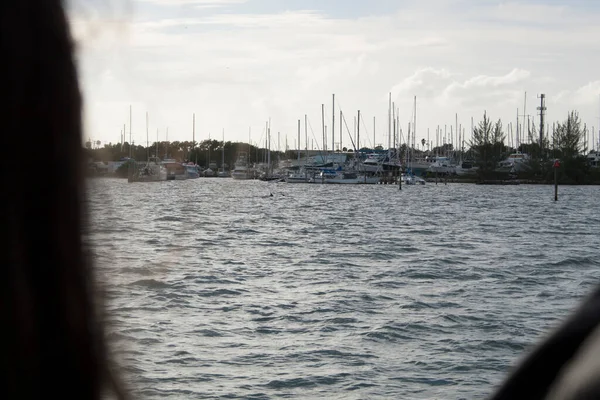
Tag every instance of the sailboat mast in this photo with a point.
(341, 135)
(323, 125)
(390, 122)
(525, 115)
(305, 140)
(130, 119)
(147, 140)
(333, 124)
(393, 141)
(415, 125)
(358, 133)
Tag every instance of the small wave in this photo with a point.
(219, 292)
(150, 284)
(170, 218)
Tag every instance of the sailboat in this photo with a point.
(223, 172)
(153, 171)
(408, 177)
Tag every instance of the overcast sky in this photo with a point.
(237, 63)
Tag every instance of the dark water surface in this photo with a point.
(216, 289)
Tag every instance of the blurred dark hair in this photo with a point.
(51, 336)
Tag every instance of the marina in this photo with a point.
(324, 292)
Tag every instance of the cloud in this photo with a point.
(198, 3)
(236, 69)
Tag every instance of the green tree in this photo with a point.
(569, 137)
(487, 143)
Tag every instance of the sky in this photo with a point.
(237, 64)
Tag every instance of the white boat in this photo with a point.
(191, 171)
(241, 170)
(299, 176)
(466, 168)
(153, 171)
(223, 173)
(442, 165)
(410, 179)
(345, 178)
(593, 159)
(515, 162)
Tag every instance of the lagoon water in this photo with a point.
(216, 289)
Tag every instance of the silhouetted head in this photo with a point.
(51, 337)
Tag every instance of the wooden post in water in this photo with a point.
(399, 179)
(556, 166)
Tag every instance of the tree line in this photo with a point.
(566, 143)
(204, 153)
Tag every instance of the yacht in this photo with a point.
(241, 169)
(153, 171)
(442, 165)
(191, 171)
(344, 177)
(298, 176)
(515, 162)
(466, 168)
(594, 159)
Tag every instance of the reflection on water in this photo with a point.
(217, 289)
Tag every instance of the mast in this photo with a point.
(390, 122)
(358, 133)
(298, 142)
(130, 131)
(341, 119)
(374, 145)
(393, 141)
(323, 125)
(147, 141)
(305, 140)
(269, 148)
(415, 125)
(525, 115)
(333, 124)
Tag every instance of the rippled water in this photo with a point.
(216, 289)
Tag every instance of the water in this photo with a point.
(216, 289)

==

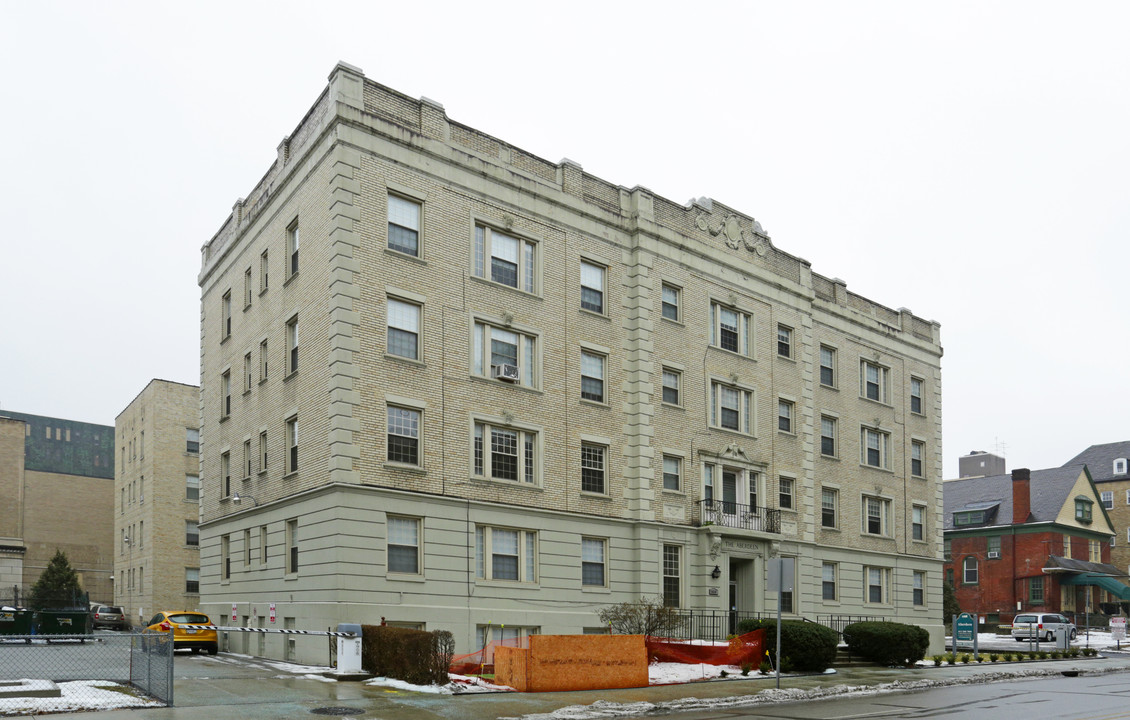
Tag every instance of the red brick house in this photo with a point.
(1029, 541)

- SHORT TASK
Report every line above that contains the string "tree", copying each such line in full. Matching is case-sensitive.

- CORRECT ANSWER
Tag every instance of the green tree in this photo with a point.
Tag every instance of the tree line in this photo with a point.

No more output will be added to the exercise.